[WHAT IS BEING ASKED]
Reproduce the following lines verbatim.

[Coordinate annotation records]

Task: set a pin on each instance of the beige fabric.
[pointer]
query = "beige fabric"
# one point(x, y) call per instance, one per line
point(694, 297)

[REPLY]
Task: set a pin on each instance of the beige fabric.
[pointer]
query = "beige fabric"
# one point(x, y) call per instance, one per line
point(694, 297)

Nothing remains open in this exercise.